TEXTE À LIRE
-------
Danse, la Trisha Brown Dance Company à Rennes

La Trisha Brown Dance Company (TBDC) revient à Rennes. L’occasion de revoir Set and Reset, la plus célèbre des pièces de la grande prêtresse de la postmodern dance. Au programme également You can see us et Newark, pièces plus formelles mais fortes de fluidité épurée et dans la résolution de questionnements liés au mouvement et de sa représentation sur scène. Quatre représentations seulement pour ce monument de la danse contemporaine !

 

Début 2016, la compagnie achèvera le Proscenium Works Tour (1979-2011) au cours duquel elle a célébré les pièces du Grand Répertoire de Trisha Brown. S’en suivra le In Plain Site qui sera l’occasion pour le public de redécouvrir les chorégraphies pensées pour d’autres espaces que la scène du théâtre : les parcs, galeries, etc. La chorégraphe new-yorkaise a mené des recherches issues de son apprentissage auprès d’Anna Halprin et de ses collaborations avec Simone Forti et Yvonne Rainer au sein de la mythique Judson Church.

Cecily Campbell a 29 ans et a intégré la Trisha Brown Dance Company il y a deux ans. Elle livre son expérience dans le processus qui mène un danseur à entrer dans les pas d’un autre et à se confronter au travail d’une artiste qui a marqué l’histoire de la danse.

ENTREZ DANS LA DANSE…. 

The Walker (c) Alice Gebura
The Walker (c) Alice Gebura

E.P. : Qu’est-ce qui vous a amené à la danse de Trisha Brown ?

Cecily Campbell : J’ai suivi une formation classique puis en danse moderne à l’université et j’ai fait partie pendant 6 ans de la Shen Wei Dance Arts. Les chorégraphes avec lesquels j’ai travaillé ont été très influencés par la danse de Trisha Brown que, de mon côté, j’admire depuis très longtemps. Intégrer sa compagnie m’a permis de me plonger dans son travail sur le mouvement et éduquer le corps à sa façon de le penser. Les mouvements du corps sont la clé de son travail, le départ de toute chose, et la transposition scénique que Trisha opère est esthétiquement très épurée, sans altération. Il n’y a pas d’histoire, de cadre dramatique, juste le monde des mouvements.

E.P. : Il y a quelque chose de très joyeux dans Set and Reset. Vous êtes comme des enfants : agiles, turbulents,  espiègles.

Cecily CampbellSet and Reset est sans aucun doute une pièce particulière dans l’œuvre de Trisha. Il y a la musique de Laurie Anderson et la scénographie et les costumes de Robert Rauschenberg. La collaboration avec d’autres artistes est quelque chose de très fort chez Trisha. IL émane de Set and Reset quelque chose de très accueillant, de contagieux. C’est une pièce un peu magique.  L’accent est mis sur le jeu des interactions entre les danseurs. Elle se déroule en dehors de tout contexte. Il n’y a pas d’histoire. Les danseurs sont comme des molécules et obéissent à des règles que Trisha a créées et d’où surgit la minutie de la structure mais aussi cette impression que cela ne s’arrête jamais. Les formes se font et se défont. C’est une des caractéristiques des pièces de Trisha. Les relations entre les figures sur scène sont très riches. Nous sommes dans une très grande proximité de dialogue les uns avec les autres. Chacune des figures est liée aux autres. Ainsi même lorsque l’on est à l’autre extrémité de la scène par rapport à une figure, celle-ci influence intégralement les autres. Ce rapport magnétique que nous éprouvons intensifie l’espace et l’exécution même de la danse. Cela nous renvoie à l’infinité des possibilités de l’univers et je pense que cela fait partie de ce qui rend ce travail si fascinant. J’aime vraiment beaucoup cette dimension-là du travail de Trisha.
-------
MATÉRIEL RECUEILLI
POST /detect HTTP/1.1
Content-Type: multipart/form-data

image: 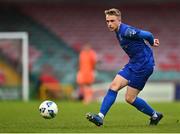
-------
CONSIGNES
a – Recopiez sans rien changer le passage du texte sur la Trisha Brown Dance Company qui commence par les mots « Cecily Campbell : J’ai » et se termine par « monde des mouvements. ».
b – D'après le texte sur la Trisha Brown Dance Company, pendant combien d'années Cecily Campbell a-t-elle fait partie de la Shen Wei Dance Arts ?
c – Reprenez le texte sur la Trisha Brown Dance Company et poursuivez-le, s'il vous plaît, après sa dernière phrase.
Les lignes sont un matériel distinct du texte.

RÉPONSES
a –
Cecily Campbell : J’ai suivi une formation classique puis en danse moderne à l’université et j’ai fait partie pendant 6 ans de la Shen Wei Dance Arts. Les chorégraphes avec lesquels j’ai travaillé ont été très influencés par la danse de Trisha Brown que, de mon côté, j’admire depuis très longtemps. Intégrer sa compagnie m’a permis de me plonger dans son travail sur le mouvement et éduquer le corps à sa façon de le penser. Les mouvements du corps sont la clé de son travail, le départ de toute chose, et la transposition scénique que Trisha opère est esthétiquement très épurée, sans altération. Il n’y a pas d’histoire, de cadre dramatique, juste le monde des mouvements.

b – Pendant 6 ans.

c –
E.P. : Les Rennais ont pu voir il y a quelques années à l’opéra le solo If you couldn’t see me créée en 1994. Une danse entièrement dos au public. L’année suivante, en 1995, Trisha Brown a créé la version duo de cette pièce You can see us, en quelque sorte, l’envers de la danse. 

Cecily Campbell : C’est la première fois que je danse You can see us. Le mouvement a été créé à partir d’une recherche autour des changements d’orientation et ensuite Trisha a ajouté cette règle qui impose au danseur de rester dos au public tout au long de la pièce. Ainsi le mouvement tridimensionnel de départ est adapté à cette contrainte. Ensuite, Trisha a réinventé la pièce sous cette forme de duo où les danseurs sont en miroir l’un avec l’autre.

E.P. : Votre synchronicité avec Jamie Scott est très impressionnante quand vous ne vous voyez pas.

Newark photo de Stéphanie Berger
Newark photo de Stéphanie Berger

Cecily Campbell : L’unisson créé génère une sensation d’une intensité extraordinaire, si forte qu’il arrive un moment où j’en viens à me demander si c’est moi qui initie mes mouvements ou Jamie. C’est une sensation merveilleuse et déroutante.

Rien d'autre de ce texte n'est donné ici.